___ Excerpted records ___

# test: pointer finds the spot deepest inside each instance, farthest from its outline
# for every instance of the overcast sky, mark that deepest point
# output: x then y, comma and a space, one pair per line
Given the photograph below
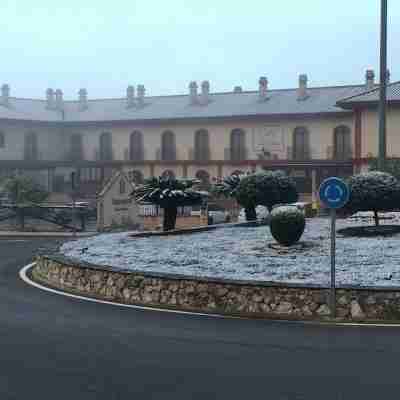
106, 45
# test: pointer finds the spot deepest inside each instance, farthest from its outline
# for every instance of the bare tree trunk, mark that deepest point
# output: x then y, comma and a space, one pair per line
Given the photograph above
169, 221
376, 218
251, 214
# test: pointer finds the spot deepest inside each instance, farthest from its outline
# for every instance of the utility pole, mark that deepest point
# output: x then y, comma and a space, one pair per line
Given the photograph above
382, 91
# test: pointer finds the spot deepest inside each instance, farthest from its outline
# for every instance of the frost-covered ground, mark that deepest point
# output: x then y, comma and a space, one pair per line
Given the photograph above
244, 253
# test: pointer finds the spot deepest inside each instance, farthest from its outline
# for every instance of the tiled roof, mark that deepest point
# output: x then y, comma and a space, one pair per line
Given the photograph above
372, 96
221, 105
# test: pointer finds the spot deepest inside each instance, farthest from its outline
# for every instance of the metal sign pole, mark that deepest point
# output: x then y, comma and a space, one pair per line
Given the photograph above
333, 264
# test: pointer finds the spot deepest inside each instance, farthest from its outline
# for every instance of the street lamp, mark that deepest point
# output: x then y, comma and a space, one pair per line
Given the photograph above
382, 91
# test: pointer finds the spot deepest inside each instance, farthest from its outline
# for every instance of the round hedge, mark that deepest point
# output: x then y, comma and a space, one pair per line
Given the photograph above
266, 188
287, 224
373, 191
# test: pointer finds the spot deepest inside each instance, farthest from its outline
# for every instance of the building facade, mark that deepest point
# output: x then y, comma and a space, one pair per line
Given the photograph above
310, 132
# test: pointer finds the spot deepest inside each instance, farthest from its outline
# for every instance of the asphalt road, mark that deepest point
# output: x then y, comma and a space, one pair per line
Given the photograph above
54, 347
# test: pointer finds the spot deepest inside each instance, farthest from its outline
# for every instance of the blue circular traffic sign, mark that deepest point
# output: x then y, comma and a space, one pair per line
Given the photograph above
334, 192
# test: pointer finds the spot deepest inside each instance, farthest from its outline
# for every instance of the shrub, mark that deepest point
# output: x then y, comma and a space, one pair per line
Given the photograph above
267, 189
287, 224
373, 191
169, 194
228, 188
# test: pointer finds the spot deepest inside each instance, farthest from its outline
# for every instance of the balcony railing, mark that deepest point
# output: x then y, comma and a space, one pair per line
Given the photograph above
236, 154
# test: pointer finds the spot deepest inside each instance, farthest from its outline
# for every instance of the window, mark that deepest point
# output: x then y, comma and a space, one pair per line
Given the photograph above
168, 146
122, 186
136, 150
204, 178
106, 147
342, 143
76, 147
238, 145
168, 174
31, 147
201, 146
136, 177
301, 144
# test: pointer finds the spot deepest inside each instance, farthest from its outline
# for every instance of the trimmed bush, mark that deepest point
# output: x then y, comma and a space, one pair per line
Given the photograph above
169, 194
373, 191
266, 189
287, 224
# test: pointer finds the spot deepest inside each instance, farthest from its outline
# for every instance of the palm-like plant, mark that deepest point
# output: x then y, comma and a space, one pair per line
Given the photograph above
169, 194
228, 187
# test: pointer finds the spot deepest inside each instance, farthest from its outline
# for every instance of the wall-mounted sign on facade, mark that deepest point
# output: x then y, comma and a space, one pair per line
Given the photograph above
115, 206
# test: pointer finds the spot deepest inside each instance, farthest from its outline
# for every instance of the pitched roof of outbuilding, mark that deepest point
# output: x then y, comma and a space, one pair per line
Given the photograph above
372, 96
320, 100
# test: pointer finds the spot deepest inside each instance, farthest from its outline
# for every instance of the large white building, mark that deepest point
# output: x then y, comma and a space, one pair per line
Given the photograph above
311, 132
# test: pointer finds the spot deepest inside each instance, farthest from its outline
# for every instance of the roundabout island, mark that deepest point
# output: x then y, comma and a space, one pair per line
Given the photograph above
233, 270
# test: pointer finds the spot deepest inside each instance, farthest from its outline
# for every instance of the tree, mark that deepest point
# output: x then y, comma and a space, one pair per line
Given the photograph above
169, 193
23, 193
228, 188
373, 191
22, 190
267, 188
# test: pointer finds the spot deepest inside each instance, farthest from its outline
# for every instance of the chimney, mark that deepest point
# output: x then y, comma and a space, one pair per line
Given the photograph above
205, 92
130, 96
5, 95
302, 91
50, 102
59, 99
193, 92
83, 105
141, 91
388, 76
370, 79
263, 88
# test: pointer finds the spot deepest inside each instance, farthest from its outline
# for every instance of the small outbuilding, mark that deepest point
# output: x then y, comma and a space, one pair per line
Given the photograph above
116, 209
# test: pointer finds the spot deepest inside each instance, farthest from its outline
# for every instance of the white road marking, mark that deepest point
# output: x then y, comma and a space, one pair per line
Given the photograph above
24, 276
12, 240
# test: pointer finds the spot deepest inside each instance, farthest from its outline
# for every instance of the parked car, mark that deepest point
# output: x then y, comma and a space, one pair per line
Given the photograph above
261, 211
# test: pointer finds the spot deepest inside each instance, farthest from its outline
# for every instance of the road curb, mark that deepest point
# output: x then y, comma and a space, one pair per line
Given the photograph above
24, 275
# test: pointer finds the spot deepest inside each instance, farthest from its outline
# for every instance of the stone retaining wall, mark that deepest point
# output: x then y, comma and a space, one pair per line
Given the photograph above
214, 295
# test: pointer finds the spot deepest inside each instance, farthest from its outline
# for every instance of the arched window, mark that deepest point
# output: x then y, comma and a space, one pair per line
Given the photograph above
31, 147
168, 174
76, 147
136, 177
106, 147
136, 150
201, 146
238, 145
204, 178
342, 143
301, 143
122, 186
168, 146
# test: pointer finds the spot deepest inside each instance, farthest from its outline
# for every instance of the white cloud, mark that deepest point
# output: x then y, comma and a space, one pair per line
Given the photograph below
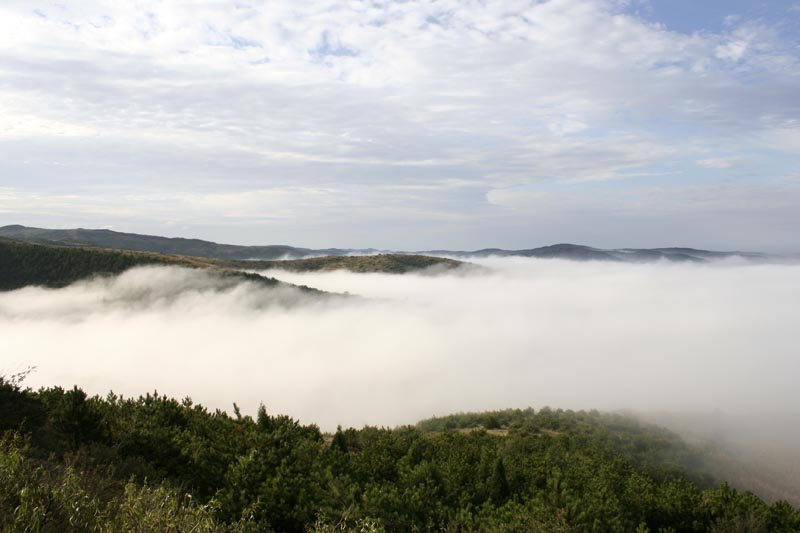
531, 332
717, 162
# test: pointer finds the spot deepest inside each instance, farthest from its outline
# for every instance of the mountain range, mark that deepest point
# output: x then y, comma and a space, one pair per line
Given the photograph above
200, 248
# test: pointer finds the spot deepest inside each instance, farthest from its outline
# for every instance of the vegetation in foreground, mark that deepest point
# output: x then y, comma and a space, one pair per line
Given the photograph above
70, 462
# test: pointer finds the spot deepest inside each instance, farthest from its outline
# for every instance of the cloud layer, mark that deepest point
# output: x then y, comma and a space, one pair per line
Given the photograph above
532, 332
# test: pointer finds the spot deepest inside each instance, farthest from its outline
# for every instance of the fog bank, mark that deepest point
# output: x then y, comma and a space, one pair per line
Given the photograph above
654, 337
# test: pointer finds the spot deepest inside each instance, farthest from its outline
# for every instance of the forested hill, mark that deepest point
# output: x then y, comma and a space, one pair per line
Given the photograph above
199, 248
23, 263
69, 462
384, 263
150, 243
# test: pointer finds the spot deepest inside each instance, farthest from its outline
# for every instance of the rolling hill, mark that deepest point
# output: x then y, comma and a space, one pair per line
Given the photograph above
200, 248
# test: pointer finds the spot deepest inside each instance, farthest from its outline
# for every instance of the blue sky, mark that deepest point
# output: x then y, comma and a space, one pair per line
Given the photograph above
406, 125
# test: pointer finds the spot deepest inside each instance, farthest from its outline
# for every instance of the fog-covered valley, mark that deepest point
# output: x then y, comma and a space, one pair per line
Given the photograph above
657, 337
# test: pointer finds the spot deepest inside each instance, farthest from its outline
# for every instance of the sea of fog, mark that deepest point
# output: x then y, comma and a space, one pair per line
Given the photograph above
521, 332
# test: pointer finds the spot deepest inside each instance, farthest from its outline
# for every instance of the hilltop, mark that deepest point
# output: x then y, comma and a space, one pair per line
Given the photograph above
384, 263
207, 249
25, 263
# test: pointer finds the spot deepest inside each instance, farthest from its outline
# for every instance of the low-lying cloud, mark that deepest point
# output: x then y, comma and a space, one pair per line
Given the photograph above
649, 337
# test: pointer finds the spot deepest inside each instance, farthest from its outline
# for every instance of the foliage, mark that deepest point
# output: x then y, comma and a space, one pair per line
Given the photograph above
23, 263
70, 462
385, 263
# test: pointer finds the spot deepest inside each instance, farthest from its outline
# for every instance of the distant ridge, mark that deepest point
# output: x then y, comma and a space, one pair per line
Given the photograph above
199, 248
166, 245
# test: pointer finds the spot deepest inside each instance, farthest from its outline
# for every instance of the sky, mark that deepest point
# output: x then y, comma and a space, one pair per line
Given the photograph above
409, 125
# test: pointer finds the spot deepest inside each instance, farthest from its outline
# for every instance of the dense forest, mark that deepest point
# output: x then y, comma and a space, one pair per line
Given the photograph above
24, 263
71, 462
383, 263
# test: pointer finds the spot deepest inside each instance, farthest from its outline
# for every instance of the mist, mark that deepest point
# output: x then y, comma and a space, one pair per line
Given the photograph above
521, 332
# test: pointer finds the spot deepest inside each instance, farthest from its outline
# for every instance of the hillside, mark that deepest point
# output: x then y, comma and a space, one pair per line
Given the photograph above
207, 249
385, 263
71, 462
149, 243
24, 263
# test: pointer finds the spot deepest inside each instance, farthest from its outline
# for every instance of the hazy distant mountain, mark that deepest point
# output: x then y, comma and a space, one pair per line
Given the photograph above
165, 245
200, 248
578, 252
385, 263
26, 263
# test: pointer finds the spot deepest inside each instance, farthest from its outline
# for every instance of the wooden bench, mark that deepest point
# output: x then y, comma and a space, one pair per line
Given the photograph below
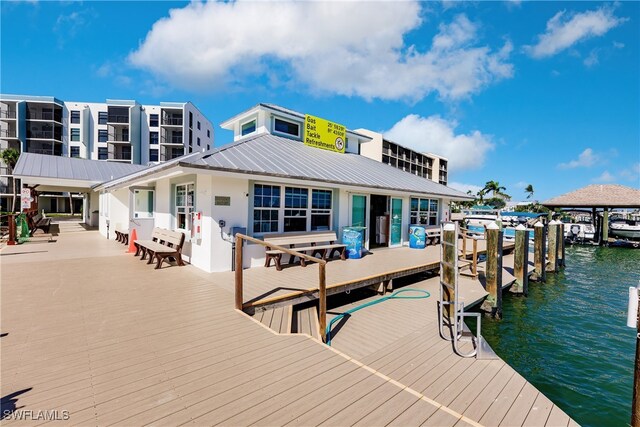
38, 221
322, 243
122, 235
163, 244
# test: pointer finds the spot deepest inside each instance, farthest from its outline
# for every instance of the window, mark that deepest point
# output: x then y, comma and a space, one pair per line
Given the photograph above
185, 195
296, 202
320, 210
248, 127
143, 203
297, 212
424, 211
266, 204
285, 127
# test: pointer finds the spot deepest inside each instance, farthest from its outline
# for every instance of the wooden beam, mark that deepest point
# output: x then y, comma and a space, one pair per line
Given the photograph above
493, 274
539, 252
238, 273
521, 261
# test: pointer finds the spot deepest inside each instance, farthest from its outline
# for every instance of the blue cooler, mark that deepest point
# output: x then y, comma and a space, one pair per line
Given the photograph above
417, 237
353, 238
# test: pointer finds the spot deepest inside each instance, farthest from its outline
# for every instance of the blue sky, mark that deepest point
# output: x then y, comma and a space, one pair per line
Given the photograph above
541, 93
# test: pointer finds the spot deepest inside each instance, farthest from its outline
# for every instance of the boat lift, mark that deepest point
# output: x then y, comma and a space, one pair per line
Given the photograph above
449, 286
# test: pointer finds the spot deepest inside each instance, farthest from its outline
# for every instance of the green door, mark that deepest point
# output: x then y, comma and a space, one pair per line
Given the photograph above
358, 211
396, 222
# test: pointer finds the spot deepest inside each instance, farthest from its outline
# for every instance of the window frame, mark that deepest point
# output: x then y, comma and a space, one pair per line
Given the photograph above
415, 215
285, 134
255, 127
188, 208
309, 211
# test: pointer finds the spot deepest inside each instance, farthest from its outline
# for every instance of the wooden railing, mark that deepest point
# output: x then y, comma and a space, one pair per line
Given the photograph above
466, 234
322, 277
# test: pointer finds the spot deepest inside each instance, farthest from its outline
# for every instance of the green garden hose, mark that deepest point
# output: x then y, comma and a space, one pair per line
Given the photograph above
395, 295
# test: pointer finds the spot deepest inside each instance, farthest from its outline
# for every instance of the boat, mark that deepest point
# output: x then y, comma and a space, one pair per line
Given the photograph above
628, 229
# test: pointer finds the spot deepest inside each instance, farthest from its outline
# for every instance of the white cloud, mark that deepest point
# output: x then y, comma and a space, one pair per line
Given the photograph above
566, 29
585, 159
465, 187
592, 59
436, 135
346, 48
604, 177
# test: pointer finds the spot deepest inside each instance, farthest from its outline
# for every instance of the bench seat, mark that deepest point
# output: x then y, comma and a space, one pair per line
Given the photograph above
321, 243
163, 244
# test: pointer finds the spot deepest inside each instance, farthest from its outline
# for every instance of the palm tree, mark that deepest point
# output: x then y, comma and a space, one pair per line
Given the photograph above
10, 157
495, 188
529, 190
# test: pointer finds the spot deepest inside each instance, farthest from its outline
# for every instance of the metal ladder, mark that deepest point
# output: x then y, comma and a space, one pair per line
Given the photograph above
481, 349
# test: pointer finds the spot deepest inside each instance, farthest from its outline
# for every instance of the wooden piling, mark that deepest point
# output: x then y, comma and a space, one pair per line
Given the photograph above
521, 261
493, 274
539, 252
552, 247
238, 273
449, 255
561, 242
605, 227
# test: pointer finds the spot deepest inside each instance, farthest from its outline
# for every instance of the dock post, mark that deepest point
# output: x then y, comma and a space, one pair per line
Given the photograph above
521, 261
539, 252
322, 303
560, 257
605, 226
493, 273
238, 273
449, 240
552, 251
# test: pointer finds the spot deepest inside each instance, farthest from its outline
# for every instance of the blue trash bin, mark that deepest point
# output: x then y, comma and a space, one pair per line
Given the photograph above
353, 237
417, 237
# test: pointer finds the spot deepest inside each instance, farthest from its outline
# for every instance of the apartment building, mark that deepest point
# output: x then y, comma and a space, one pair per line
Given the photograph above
426, 165
122, 131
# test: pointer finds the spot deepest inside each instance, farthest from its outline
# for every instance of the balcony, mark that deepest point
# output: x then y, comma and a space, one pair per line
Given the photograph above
118, 119
172, 121
8, 133
7, 114
175, 140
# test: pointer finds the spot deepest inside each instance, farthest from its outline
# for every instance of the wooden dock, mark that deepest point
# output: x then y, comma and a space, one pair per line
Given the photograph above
92, 331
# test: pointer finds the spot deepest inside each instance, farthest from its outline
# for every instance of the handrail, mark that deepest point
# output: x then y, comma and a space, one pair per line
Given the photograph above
322, 276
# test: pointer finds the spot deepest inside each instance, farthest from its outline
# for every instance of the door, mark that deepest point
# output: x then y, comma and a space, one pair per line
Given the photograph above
359, 216
396, 222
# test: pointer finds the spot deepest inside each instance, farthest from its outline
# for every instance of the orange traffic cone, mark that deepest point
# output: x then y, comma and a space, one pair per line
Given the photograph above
132, 239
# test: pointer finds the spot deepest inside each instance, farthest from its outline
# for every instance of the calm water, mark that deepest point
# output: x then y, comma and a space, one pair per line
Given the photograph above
569, 336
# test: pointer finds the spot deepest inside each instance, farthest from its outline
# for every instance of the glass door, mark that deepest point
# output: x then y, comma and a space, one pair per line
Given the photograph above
396, 222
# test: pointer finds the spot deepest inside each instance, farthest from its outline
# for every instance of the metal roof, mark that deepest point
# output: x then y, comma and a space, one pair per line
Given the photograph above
598, 196
31, 165
270, 155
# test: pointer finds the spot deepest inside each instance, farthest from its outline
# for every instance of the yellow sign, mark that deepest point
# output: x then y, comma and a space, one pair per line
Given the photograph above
321, 133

___

◆ **The problem**
Find every line in the data above that contains the word "pole" and copy each one out in full.

◆ **Task response**
# for every instance of the utility pole, mark that deepest point
# for every instance of the metal sign pole, mark that deepest point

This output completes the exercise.